**** KUTIPAN BACAAN ****

Pendidik memang harus bertindak pada latar mikro termasuk dalam kelas atau di sekolah kecil, mempengaruhi peserta didik dan itu diapresiasi oleh telaah pendidikan berskala mikro, yaitu oleh paedagogik (teoritis) dan andragogi (suatu pedagogic praktis). Itu sebabnya ilmu pendidikan harus lebih inklusif daripada pengajaran (yang makro) lebih utama daripada mengajar dan mendidik. Bahkan kegiatan pengajaran disekolah memerlukan perencanaan dalam arti penyusunan persiapan mengajar. Dalam pandangan ilmu pendidikan yang otonom, ruang lingkup pengajaran tidak dengan sendirinya mencakup kegiatan mendidik dan mengajar.
Atas dasar pokok-pokok pikiran tentang aspek lahiriah, psikologis dan rohaniah dari manusia dalam fenomena pendidikan maka pendidikan dalam praktek haruslah secara lengkap mencakup bimbingan, mendidik, mengajar dan pengajaran. Dalam fenomena yang normal peserta didik dapat didorong aga belajar aktif melalui bimbingan dan mengajar. Tetapi adakalanya dalam situasi kritis siswa perlu meniru cara guru yang aktif belajar sendiri. Itu sebabnya perundang-undangan pendidikan kita sebenarnya perlu diluruskan, pada satu sisi agar upaya mendidik terjadi dalam keluarga secara wajar, disisi lain agar pengajaran disekolah meliputi dimensi mendidik dan mengajar. Lagi pula bahwa diferensisasi dan fungsi sekolah sebagai lembaga pendidikan perlu ditentukan utamanya harus melakukan pengajaran dan mengelola kurikulum formal sebagai aspek spesialisasinya agar beroperasi efisien. Sedangkan konsep pendidikan yang juga mencakup program latihan (UU. No. 2/1989 Pasal 1 butir ke-1) adalah suatu konstruk yang amat luas dilihat dari perspektif sekolah sebagai lembaga pendidikan formal.
Maka konsep pendidikan yang memerlukan ilmu dan seni ialah proses atau upaya sadar antar manusia dengan sesama secara beradab, dimana pihak kesatu secara terarah membimbing perkembangan kemampuan dan kepribadian pihak kedua secara manusiawi yaitu orang perorang. Atau bisa diperluas menjadi makro sebagai upaya sadar manusia dimana warga maysrakat yang lebih dewasa dan berbudaya membantu pihak-pihak yang kurang mampu dan kurang dewasa agar bersama-sama mencapai taraf kemampuan dan kedewasaan yang lebih baik (Phenix, 1958:13), Buller, 1968:10).

**** DATA YANG DIBERIKAN ****

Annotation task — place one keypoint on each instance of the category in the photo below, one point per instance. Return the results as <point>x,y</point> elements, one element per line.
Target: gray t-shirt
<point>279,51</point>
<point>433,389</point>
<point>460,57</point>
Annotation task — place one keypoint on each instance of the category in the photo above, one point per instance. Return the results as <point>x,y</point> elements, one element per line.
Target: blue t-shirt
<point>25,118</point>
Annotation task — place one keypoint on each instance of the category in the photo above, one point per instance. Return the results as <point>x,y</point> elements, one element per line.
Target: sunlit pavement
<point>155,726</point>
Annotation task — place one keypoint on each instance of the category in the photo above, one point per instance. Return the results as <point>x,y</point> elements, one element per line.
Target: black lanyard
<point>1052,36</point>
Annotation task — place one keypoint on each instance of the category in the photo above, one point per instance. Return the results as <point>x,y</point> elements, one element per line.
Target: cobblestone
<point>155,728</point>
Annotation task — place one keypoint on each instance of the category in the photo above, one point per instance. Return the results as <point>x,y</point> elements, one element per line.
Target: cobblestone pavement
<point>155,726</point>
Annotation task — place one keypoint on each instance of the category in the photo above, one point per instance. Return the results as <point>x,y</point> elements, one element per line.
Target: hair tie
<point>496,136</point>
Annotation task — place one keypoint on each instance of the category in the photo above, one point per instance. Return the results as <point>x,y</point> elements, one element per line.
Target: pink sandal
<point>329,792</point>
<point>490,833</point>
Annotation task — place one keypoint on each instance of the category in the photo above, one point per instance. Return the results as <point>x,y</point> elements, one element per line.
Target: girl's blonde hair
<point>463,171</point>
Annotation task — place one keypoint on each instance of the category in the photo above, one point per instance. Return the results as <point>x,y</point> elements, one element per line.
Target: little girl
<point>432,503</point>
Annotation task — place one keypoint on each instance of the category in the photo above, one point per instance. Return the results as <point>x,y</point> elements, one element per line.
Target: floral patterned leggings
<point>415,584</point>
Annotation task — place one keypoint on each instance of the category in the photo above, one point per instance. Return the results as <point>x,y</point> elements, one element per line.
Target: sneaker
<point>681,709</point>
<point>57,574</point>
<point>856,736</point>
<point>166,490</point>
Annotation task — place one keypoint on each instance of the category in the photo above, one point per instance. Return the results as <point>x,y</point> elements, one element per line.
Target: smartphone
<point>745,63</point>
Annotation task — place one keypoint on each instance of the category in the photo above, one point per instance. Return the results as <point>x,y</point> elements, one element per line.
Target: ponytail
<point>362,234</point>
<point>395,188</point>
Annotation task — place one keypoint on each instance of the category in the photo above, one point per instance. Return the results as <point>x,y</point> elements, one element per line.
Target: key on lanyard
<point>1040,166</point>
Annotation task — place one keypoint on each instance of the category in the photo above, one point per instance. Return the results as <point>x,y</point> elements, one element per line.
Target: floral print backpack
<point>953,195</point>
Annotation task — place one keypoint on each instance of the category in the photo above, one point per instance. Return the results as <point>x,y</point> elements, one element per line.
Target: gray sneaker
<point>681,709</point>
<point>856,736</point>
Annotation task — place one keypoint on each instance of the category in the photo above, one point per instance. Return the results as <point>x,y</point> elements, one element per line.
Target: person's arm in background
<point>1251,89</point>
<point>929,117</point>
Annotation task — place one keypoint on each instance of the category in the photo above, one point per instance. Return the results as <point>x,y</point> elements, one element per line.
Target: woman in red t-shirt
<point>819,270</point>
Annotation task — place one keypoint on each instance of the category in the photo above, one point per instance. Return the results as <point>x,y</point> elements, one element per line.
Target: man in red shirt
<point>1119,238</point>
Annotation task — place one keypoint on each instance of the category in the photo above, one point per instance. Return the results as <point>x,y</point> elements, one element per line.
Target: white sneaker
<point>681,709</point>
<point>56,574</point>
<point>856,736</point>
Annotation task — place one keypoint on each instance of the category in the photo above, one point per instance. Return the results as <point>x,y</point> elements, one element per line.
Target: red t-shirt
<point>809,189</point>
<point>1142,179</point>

****

:: TUGAS LATIHAN 1 ::
Undang-undang mana yang dirujuk dalam kutipan bacaan untuk konsep pendidikan yang juga mencakup program latihan?
:: TUGAS LATIHAN 2 ::
Sebutkan semua hal yang menurut kutipan bacaan harus dicakup secara lengkap oleh pendidikan dalam praktek.
:: TUGAS LATIHAN 3 ::
Ulangi bagian kutipan bacaan mulai dari "Maka konsep pendidikan" sampai dengan "1958:13), Buller, 1968:10).".
Data tersebut tidak berhubungan dengan kutipan bacaan.

:: HASIL JAWABAN 1 ::
UU No. 2/1989 Pasal 1 butir ke-1.

:: HASIL JAWABAN 2 ::
Bimbingan, mendidik, mengajar, dan pengajaran.

:: HASIL JAWABAN 3 ::
Maka konsep pendidikan yang memerlukan ilmu dan seni ialah proses atau upaya sadar antar manusia dengan sesama secara beradab, dimana pihak kesatu secara terarah membimbing perkembangan kemampuan dan kepribadian pihak kedua secara manusiawi yaitu orang perorang. Atau bisa diperluas menjadi makro sebagai upaya sadar manusia dimana warga maysrakat yang lebih dewasa dan berbudaya membantu pihak-pihak yang kurang mampu dan kurang dewasa agar bersama-sama mencapai taraf kemampuan dan kedewasaan yang lebih baik (Phenix, 1958:13), Buller, 1968:10).